- **Directions for this task**
List each line of the material below that contains the word "grass".

- **Source data**
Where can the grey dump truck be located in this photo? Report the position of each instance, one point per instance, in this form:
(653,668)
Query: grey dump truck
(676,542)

==

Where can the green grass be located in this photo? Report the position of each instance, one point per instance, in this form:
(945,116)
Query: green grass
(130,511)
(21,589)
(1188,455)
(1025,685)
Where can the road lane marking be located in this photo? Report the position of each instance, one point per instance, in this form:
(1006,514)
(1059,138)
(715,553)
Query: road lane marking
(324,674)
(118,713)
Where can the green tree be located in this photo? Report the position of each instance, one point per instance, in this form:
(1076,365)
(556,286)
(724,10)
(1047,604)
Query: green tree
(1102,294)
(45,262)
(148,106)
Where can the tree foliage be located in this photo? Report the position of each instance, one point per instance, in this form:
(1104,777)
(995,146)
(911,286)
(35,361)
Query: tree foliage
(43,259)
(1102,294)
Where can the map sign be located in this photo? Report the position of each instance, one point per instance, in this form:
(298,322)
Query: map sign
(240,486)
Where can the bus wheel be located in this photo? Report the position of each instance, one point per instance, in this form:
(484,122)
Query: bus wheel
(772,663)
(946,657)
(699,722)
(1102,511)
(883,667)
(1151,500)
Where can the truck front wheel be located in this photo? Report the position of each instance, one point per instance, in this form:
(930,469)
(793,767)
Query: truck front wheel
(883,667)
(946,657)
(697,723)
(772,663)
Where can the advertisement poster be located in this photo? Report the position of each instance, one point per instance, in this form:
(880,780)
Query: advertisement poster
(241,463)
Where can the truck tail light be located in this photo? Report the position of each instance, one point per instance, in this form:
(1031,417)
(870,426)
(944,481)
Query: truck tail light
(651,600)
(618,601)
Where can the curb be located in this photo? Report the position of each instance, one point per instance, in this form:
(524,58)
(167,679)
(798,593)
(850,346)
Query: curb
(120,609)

- **Exercise solution**
Where can the green grass be located in this photo? Report the position of each instance, one point per instance, in this form:
Query: green grass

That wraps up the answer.